▶ Activity:
Render the records from their start through the line containing "box: [271, 240, 333, 307]" as a Markdown table with the columns Row and Line. Give each line a row number, and leave out blank lines and pictures.

▶ Data under study:
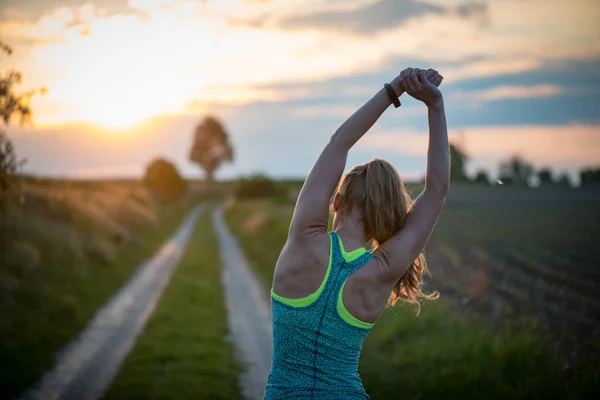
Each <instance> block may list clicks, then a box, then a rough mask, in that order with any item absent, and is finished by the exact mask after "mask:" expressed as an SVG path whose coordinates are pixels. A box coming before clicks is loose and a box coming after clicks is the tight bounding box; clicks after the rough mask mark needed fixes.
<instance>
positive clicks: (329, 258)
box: [271, 240, 333, 307]
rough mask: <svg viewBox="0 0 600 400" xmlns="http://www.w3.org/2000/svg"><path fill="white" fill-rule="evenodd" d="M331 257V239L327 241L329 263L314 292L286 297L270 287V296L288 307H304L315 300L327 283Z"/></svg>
mask: <svg viewBox="0 0 600 400" xmlns="http://www.w3.org/2000/svg"><path fill="white" fill-rule="evenodd" d="M332 259H333V244H332V243H331V240H330V241H329V264H327V272H325V277H324V278H323V282H321V286H319V288H318V289H317V291H316V292H314V293H312V294H309V295H308V296H306V297H302V298H300V299H288V298H287V297H283V296H280V295H278V294H277V293H275V292H274V291H273V288H271V296H272V297H273V298H274V299H275V300H278V301H280V302H282V303H283V304H287V305H288V306H290V307H306V306H309V305H311V304H312V303H314V302H315V301H317V299H318V298H319V296H320V295H321V292H322V291H323V289H325V284H326V283H327V279H328V278H329V272H330V271H331V260H332Z"/></svg>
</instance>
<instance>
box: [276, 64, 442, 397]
mask: <svg viewBox="0 0 600 400" xmlns="http://www.w3.org/2000/svg"><path fill="white" fill-rule="evenodd" d="M428 79H430V81H428ZM441 80H442V78H441V76H440V75H439V74H438V73H437V72H436V71H434V70H429V71H427V72H425V71H421V70H416V71H412V69H407V70H404V71H402V73H401V76H400V77H396V78H395V79H394V80H393V81H392V83H391V84H386V86H385V89H381V90H380V91H379V92H378V93H377V94H376V95H375V96H373V98H371V100H369V101H368V102H367V103H365V105H363V106H362V107H361V108H360V109H359V110H358V111H356V112H355V113H354V114H352V116H351V117H350V118H348V119H347V120H346V121H345V122H344V123H343V124H342V125H341V126H340V127H339V128H338V130H337V131H336V133H335V134H334V135H333V136H332V137H331V140H330V141H329V143H328V144H327V145H326V146H325V148H324V149H323V151H322V152H321V155H320V156H319V158H318V159H317V162H316V163H315V165H314V166H313V169H312V170H311V172H310V173H309V175H308V177H307V178H306V181H305V182H304V185H303V186H302V190H301V191H300V194H299V196H298V200H297V202H296V207H295V209H294V215H293V217H292V221H291V223H290V229H289V234H288V240H287V242H286V245H285V247H284V249H283V251H282V253H281V255H280V258H279V260H278V261H277V266H276V270H275V276H274V279H273V291H272V313H273V351H274V353H273V361H272V366H271V371H270V374H269V380H268V383H267V387H266V393H265V398H266V399H317V398H318V399H334V398H335V399H340V398H344V399H352V398H354V399H364V398H368V396H367V394H366V393H365V390H364V388H363V386H362V383H361V381H360V378H359V376H358V359H359V357H360V351H361V348H362V343H363V341H364V339H365V338H366V336H367V335H368V334H369V331H370V329H371V327H372V325H373V324H372V323H374V322H375V321H376V320H377V319H378V318H379V315H380V314H381V312H382V311H383V309H384V308H385V306H386V305H387V304H390V305H393V304H395V303H396V301H398V300H403V301H407V302H411V303H415V304H417V305H418V304H419V302H418V300H419V298H426V299H433V298H436V296H437V293H433V294H425V293H423V292H422V290H421V283H422V276H423V274H424V273H425V272H426V271H427V270H426V263H425V260H424V258H423V255H422V254H421V253H422V250H423V248H424V247H425V244H426V243H427V240H428V238H429V236H430V235H431V232H432V231H433V228H434V226H435V222H436V221H437V218H438V216H439V213H440V212H441V210H442V207H443V204H444V200H445V197H446V192H447V188H448V179H449V159H448V157H449V155H448V137H447V136H448V135H447V129H446V122H445V114H444V107H443V101H442V97H441V93H440V92H439V90H438V89H437V88H436V86H438V85H439V84H440V83H441ZM404 86H406V87H404ZM406 88H408V89H407V90H410V91H409V93H410V94H411V95H412V96H413V97H415V98H418V99H419V100H421V101H423V102H424V103H425V104H427V106H428V118H429V124H430V134H429V137H430V145H429V150H428V153H427V173H426V179H425V181H426V182H425V183H426V184H425V189H424V190H423V192H422V193H421V194H420V195H419V196H418V198H417V200H416V201H415V202H413V201H412V199H411V198H410V196H409V195H408V192H407V190H406V188H405V186H404V184H403V183H402V180H401V178H400V175H399V174H398V171H396V169H395V168H394V167H393V166H392V165H391V164H390V163H388V162H387V161H384V160H381V159H374V160H372V161H371V162H369V163H367V164H365V165H360V166H355V167H354V168H352V169H351V170H350V171H349V172H348V173H346V174H345V175H344V177H343V179H342V180H341V181H340V178H341V177H342V174H343V171H344V168H345V164H346V159H347V154H348V151H349V150H350V148H351V147H352V146H353V145H354V144H355V143H356V142H357V141H358V140H359V139H360V138H361V137H362V136H363V135H364V134H365V133H366V131H367V130H368V129H369V128H370V127H371V126H372V125H373V123H375V121H376V120H377V118H378V117H379V116H380V115H381V114H382V113H383V111H384V110H385V109H387V108H388V107H389V106H390V104H391V103H390V102H394V105H395V106H396V107H398V106H399V105H400V104H399V102H398V100H397V93H398V92H399V91H400V90H404V89H406ZM394 91H395V92H396V93H394ZM332 194H334V196H333V202H332V201H331V200H332ZM330 210H331V211H333V213H334V217H333V230H334V231H335V232H340V233H341V234H342V236H343V237H344V239H345V240H346V241H347V242H345V243H348V246H346V247H348V248H356V247H359V246H363V245H364V243H367V242H370V243H371V244H372V245H373V246H372V248H374V249H376V251H374V253H373V254H371V253H370V252H367V251H366V250H365V249H364V248H363V247H359V248H358V249H356V250H354V251H351V252H349V253H348V252H346V251H345V250H344V246H342V242H341V240H340V237H339V236H338V234H337V233H335V232H329V233H328V234H327V230H328V225H329V224H328V223H329V211H330ZM282 296H284V297H282Z"/></svg>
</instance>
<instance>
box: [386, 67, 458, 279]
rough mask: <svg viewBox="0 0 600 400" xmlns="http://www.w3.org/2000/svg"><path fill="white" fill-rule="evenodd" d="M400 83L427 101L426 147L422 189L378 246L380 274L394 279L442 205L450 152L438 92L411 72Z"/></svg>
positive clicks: (426, 243) (426, 232)
mask: <svg viewBox="0 0 600 400" xmlns="http://www.w3.org/2000/svg"><path fill="white" fill-rule="evenodd" d="M402 83H403V85H404V86H405V87H406V89H407V92H408V93H409V94H411V95H412V96H413V97H415V98H417V99H420V100H422V101H423V102H424V103H425V104H426V105H427V114H428V121H429V147H428V150H427V172H426V175H425V189H424V190H423V192H422V193H421V194H420V195H419V196H418V197H417V199H416V201H415V202H414V204H413V206H412V208H411V210H410V211H409V213H408V215H407V216H406V221H405V223H404V226H403V227H402V229H401V230H400V231H399V232H398V233H396V234H395V235H394V236H392V237H391V238H390V239H388V240H387V241H385V242H384V243H383V244H382V245H381V247H380V248H379V254H380V255H381V257H382V258H383V259H384V260H385V262H384V267H385V271H383V272H384V277H386V278H389V280H390V282H394V283H395V282H397V281H398V279H400V277H402V275H404V273H405V272H406V270H407V269H408V268H409V267H410V265H411V264H412V263H413V262H414V261H415V259H416V258H417V256H418V255H419V253H421V251H423V248H424V247H425V245H426V244H427V241H428V240H429V237H430V236H431V233H432V232H433V228H434V226H435V224H436V222H437V219H438V217H439V215H440V213H441V211H442V208H443V206H444V202H445V199H446V193H447V191H448V185H449V181H450V154H449V153H450V152H449V146H448V131H447V127H446V115H445V111H444V100H443V97H442V94H441V92H440V91H439V89H437V88H435V87H434V86H433V85H430V84H429V85H428V82H425V80H423V79H422V76H418V75H415V74H411V76H409V77H406V78H404V79H403V81H402Z"/></svg>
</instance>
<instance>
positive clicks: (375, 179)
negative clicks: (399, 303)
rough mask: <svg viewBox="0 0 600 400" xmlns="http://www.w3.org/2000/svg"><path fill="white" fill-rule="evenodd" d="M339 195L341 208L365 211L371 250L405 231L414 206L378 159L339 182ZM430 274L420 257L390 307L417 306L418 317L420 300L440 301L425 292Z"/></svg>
mask: <svg viewBox="0 0 600 400" xmlns="http://www.w3.org/2000/svg"><path fill="white" fill-rule="evenodd" d="M338 192H339V193H340V195H341V196H342V204H344V205H346V207H349V210H351V209H352V208H353V207H361V208H362V210H363V211H364V212H363V218H364V228H365V234H366V235H367V238H368V239H369V240H371V242H372V250H375V249H377V247H379V245H380V244H381V243H383V242H385V241H386V240H388V239H389V238H390V237H392V236H393V235H394V234H396V232H398V231H399V230H400V229H402V226H403V225H404V220H405V218H406V215H407V214H408V211H409V210H410V208H411V207H412V203H413V201H412V199H411V198H410V196H409V194H408V191H407V190H406V187H405V186H404V183H403V182H402V179H401V178H400V175H399V174H398V172H397V171H396V169H395V168H394V167H393V166H392V165H391V164H390V163H388V162H387V161H385V160H382V159H378V158H376V159H374V160H372V161H371V162H370V163H368V164H365V165H364V166H362V167H361V166H357V167H354V168H353V169H352V170H350V172H348V173H347V174H346V176H344V178H343V179H342V181H341V182H340V185H339V186H338ZM428 273H429V271H428V270H427V263H426V261H425V256H424V254H423V253H421V254H419V256H418V257H417V259H416V260H415V261H414V262H413V264H412V265H411V266H410V267H409V268H408V270H407V271H406V273H405V274H404V275H403V276H402V277H401V278H400V280H399V281H398V283H397V284H396V285H395V286H394V289H393V290H392V293H391V294H390V297H389V299H388V305H389V306H393V305H395V304H396V303H397V301H398V300H402V301H405V302H407V303H412V304H415V305H416V306H417V315H419V312H420V310H421V306H420V303H419V298H424V299H427V300H433V299H437V298H438V297H439V293H438V292H437V291H435V292H433V293H431V294H426V293H423V292H422V286H423V276H424V275H425V274H428Z"/></svg>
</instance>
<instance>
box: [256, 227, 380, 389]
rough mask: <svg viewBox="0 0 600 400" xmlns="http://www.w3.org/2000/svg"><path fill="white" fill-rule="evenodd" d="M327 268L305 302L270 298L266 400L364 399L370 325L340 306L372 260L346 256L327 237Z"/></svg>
mask: <svg viewBox="0 0 600 400" xmlns="http://www.w3.org/2000/svg"><path fill="white" fill-rule="evenodd" d="M329 238H330V251H329V263H328V266H327V271H326V272H325V277H324V279H323V281H322V283H321V286H320V287H319V288H318V289H317V291H315V292H314V293H313V294H311V295H310V296H308V297H304V298H301V299H288V298H284V297H281V296H279V295H278V294H276V293H275V292H274V291H273V292H272V299H273V300H272V313H273V348H274V353H273V363H272V367H271V373H270V375H269V382H268V384H267V387H266V396H265V398H266V399H278V398H281V399H284V398H285V399H288V398H294V399H303V398H307V399H329V398H331V399H334V398H335V399H339V398H347V399H352V398H356V399H365V398H368V396H367V395H366V393H365V391H364V388H363V386H362V383H361V381H360V378H359V376H358V359H359V356H360V351H361V348H362V343H363V341H364V339H365V338H366V337H367V335H368V334H369V332H370V329H371V327H372V324H369V323H365V322H362V321H360V320H358V319H356V318H355V317H353V316H352V315H351V314H350V313H349V312H348V311H347V310H346V308H345V306H344V303H343V301H342V296H341V294H342V289H343V287H344V284H345V283H346V280H347V279H348V277H349V276H350V274H352V273H353V272H354V271H356V270H357V269H359V268H361V267H362V266H364V265H365V264H366V263H368V262H369V261H370V260H371V259H372V258H373V255H372V254H371V253H369V252H367V251H366V250H365V249H364V248H360V249H357V250H355V251H352V252H350V253H348V252H346V251H345V250H344V248H343V245H342V242H341V240H340V238H339V236H338V235H337V234H336V233H335V232H330V233H329Z"/></svg>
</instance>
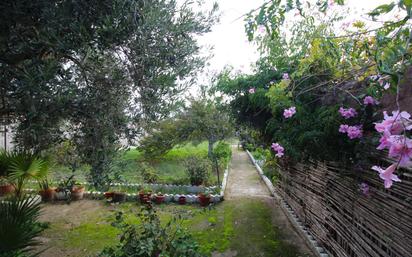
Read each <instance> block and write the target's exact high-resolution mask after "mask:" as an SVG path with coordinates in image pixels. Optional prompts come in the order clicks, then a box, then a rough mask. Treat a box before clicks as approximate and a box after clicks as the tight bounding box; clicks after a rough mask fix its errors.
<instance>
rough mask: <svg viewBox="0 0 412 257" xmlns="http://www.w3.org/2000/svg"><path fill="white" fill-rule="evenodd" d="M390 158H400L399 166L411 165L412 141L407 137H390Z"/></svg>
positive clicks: (405, 166)
mask: <svg viewBox="0 0 412 257" xmlns="http://www.w3.org/2000/svg"><path fill="white" fill-rule="evenodd" d="M388 142H389V143H390V146H389V157H393V158H399V166H402V167H406V166H409V165H410V164H411V158H412V140H411V139H409V138H407V137H405V136H398V135H395V136H390V137H389V139H388Z"/></svg>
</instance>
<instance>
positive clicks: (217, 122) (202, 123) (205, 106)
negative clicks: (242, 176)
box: [140, 99, 233, 183]
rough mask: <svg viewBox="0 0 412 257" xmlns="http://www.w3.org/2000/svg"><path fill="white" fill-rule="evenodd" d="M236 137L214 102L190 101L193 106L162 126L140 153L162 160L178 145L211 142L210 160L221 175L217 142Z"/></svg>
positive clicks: (190, 105)
mask: <svg viewBox="0 0 412 257" xmlns="http://www.w3.org/2000/svg"><path fill="white" fill-rule="evenodd" d="M231 135H233V126H232V121H231V118H230V116H229V114H228V113H227V112H226V111H225V110H224V109H223V108H221V107H220V106H219V105H218V104H217V103H216V102H214V101H211V100H205V99H202V100H194V99H192V100H191V101H190V106H189V107H187V108H186V109H185V110H184V111H183V112H182V113H180V114H178V115H177V116H176V117H175V118H174V119H168V120H164V121H162V122H160V123H159V124H158V126H157V127H156V128H154V129H153V131H152V132H151V133H150V135H149V136H147V137H146V138H144V139H143V140H142V141H141V142H140V149H141V150H143V152H144V154H145V155H146V156H147V157H149V158H152V157H155V156H159V155H161V154H164V153H166V152H167V151H168V150H170V149H172V148H173V147H174V146H175V145H177V144H181V143H185V142H188V141H194V142H201V141H204V140H206V141H208V156H209V158H210V160H211V161H212V162H213V166H214V168H215V170H216V172H217V175H218V183H219V170H218V166H219V165H218V159H217V158H216V156H215V155H214V153H213V147H214V145H215V144H216V142H218V141H221V140H224V139H226V138H228V137H230V136H231Z"/></svg>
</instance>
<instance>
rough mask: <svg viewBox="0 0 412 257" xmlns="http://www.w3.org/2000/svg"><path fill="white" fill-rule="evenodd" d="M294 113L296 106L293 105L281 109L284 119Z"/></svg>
mask: <svg viewBox="0 0 412 257" xmlns="http://www.w3.org/2000/svg"><path fill="white" fill-rule="evenodd" d="M295 113H296V107H295V106H292V107H290V108H289V109H285V110H284V111H283V116H284V117H285V118H286V119H288V118H290V117H292V116H293V115H294V114H295Z"/></svg>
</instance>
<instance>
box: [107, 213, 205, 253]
mask: <svg viewBox="0 0 412 257" xmlns="http://www.w3.org/2000/svg"><path fill="white" fill-rule="evenodd" d="M138 218H139V220H140V223H139V224H137V225H136V224H129V223H126V222H125V220H124V217H123V214H122V213H118V214H117V215H116V221H115V222H114V223H113V225H114V226H116V227H118V228H120V229H121V230H122V235H121V237H120V243H119V244H118V245H116V246H114V247H109V248H106V249H104V250H103V251H102V253H101V254H100V255H99V256H101V257H155V256H165V257H166V256H167V257H180V256H187V257H197V256H200V254H199V246H198V244H197V243H196V241H194V239H193V238H192V236H191V235H190V234H189V233H188V232H187V231H186V230H185V229H183V228H182V227H181V226H180V224H179V217H174V218H172V219H171V220H170V221H168V222H167V223H166V224H162V222H161V221H160V219H159V216H158V215H157V213H156V211H155V210H154V209H153V208H152V207H151V206H150V205H149V206H147V207H142V209H141V211H140V212H139V214H138Z"/></svg>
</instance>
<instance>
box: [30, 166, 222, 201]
mask: <svg viewBox="0 0 412 257" xmlns="http://www.w3.org/2000/svg"><path fill="white" fill-rule="evenodd" d="M228 174H229V165H228V166H227V167H226V170H225V173H224V175H223V180H222V186H221V190H220V194H215V195H213V194H212V195H211V198H210V202H212V203H218V202H221V201H223V200H224V194H225V189H226V184H227V177H228ZM85 184H86V183H83V185H85ZM113 185H115V186H117V185H120V183H119V184H113ZM122 185H125V186H126V185H127V186H129V187H130V186H132V187H133V186H136V187H137V186H139V185H138V184H122ZM152 185H159V186H164V185H162V184H152ZM170 186H174V187H177V188H179V187H180V188H181V187H190V186H187V185H183V186H180V185H170ZM193 187H196V188H202V189H203V192H204V190H206V189H209V188H216V187H215V186H213V187H201V186H193ZM26 191H27V192H32V193H33V192H37V190H35V189H32V188H28V189H26ZM199 192H202V191H198V192H195V193H199ZM164 196H165V203H170V202H178V201H179V197H180V196H184V197H185V198H186V203H188V204H191V203H198V202H199V198H198V196H197V195H195V194H188V195H185V194H164ZM154 197H155V195H152V199H154ZM84 198H85V199H91V200H101V199H104V192H99V191H85V192H84ZM126 201H130V202H133V201H139V194H138V193H126Z"/></svg>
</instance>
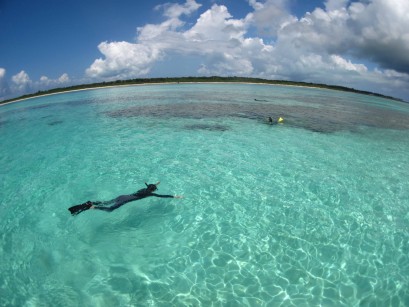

▶ Expected output:
| Row | Line |
|---|---|
| 1 | Each <instance> block may list clicks, then a box, then a rough mask, in that order with any item absent, and is finished by the exact mask after "mask:" expressed as an SVG path whose coordinates are pixels. A box coming before clicks is loose and a box coming after clicks is the tight bounding box; clicks after the rough mask mark needed fixes. |
| 2 | <instance> |
| 3 | positive clicks: (329, 258) |
| 4 | box: [271, 240, 333, 307] |